Записи набора данных с точечной разметкой:
* * *
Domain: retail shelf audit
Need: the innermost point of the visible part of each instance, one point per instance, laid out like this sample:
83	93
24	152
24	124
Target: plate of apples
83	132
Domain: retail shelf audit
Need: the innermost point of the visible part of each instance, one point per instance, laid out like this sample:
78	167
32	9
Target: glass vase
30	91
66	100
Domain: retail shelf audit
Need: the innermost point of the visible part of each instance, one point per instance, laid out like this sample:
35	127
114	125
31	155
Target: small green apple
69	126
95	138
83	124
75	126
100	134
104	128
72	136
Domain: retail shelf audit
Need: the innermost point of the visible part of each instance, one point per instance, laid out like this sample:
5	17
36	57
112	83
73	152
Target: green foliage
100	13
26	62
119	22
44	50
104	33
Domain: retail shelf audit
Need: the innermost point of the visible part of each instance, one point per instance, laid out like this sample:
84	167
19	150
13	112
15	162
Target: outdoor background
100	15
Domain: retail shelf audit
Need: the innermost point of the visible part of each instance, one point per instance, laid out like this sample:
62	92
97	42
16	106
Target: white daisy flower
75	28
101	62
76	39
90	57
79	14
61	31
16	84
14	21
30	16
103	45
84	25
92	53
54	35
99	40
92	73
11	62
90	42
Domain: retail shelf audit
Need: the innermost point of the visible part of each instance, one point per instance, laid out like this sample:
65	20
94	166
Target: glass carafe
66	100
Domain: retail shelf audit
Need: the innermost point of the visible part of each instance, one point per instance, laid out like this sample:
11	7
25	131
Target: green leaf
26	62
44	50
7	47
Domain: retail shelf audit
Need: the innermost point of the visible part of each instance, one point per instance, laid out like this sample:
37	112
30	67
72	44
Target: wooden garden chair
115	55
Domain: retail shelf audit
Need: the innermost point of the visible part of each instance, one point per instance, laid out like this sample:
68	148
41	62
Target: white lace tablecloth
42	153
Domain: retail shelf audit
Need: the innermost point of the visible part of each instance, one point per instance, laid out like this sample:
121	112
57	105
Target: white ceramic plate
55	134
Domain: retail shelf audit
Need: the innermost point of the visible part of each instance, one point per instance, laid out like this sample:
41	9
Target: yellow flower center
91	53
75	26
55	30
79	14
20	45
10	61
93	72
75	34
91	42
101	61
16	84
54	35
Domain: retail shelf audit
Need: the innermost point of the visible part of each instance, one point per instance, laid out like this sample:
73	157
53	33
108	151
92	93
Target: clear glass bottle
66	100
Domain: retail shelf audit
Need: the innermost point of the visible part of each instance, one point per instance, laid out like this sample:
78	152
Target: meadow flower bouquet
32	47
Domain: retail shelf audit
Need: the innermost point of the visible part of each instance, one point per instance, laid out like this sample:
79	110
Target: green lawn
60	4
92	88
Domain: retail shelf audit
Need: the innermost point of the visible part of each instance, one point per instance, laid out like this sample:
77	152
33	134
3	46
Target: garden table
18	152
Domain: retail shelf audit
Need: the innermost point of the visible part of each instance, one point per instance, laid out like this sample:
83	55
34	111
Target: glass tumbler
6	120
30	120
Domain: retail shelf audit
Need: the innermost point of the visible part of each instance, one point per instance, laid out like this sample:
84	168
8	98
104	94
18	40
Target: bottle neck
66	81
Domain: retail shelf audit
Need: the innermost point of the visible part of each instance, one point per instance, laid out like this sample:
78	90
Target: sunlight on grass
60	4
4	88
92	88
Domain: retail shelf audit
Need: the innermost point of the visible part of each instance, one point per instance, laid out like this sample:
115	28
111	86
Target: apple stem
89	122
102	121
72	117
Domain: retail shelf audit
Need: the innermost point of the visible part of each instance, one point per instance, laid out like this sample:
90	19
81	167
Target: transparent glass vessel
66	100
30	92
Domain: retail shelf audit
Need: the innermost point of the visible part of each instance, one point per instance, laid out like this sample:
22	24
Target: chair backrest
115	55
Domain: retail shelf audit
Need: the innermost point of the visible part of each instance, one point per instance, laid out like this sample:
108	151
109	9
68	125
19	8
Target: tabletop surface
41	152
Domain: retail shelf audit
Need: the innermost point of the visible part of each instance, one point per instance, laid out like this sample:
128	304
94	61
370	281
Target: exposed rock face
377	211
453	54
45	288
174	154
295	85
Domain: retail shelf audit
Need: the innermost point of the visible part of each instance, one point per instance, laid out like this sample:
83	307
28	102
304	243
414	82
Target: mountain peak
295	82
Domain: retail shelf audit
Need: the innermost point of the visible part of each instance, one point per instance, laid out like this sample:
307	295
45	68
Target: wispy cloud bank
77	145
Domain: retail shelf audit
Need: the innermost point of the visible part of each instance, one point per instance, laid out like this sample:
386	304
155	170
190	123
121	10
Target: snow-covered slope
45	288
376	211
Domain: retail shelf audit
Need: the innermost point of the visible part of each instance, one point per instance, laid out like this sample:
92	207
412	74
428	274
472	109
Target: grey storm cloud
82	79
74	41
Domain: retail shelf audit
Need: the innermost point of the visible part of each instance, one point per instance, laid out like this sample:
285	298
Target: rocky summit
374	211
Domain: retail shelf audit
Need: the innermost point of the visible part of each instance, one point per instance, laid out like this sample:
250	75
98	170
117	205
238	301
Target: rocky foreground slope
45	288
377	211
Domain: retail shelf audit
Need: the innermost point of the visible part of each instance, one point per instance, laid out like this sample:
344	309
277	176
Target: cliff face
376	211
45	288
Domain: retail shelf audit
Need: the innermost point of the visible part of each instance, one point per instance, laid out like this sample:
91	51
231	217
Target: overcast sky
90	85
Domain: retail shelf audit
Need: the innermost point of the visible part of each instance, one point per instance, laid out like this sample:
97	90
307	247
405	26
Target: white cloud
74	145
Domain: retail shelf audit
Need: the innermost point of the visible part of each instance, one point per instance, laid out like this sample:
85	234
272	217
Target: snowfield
* * *
• [Задание] Покажите все строки выше, в которых встречается слово «flower».

• [Ответ]
Target: white daisy flower
Target: yellow flower center
Target: meadow flower bouquet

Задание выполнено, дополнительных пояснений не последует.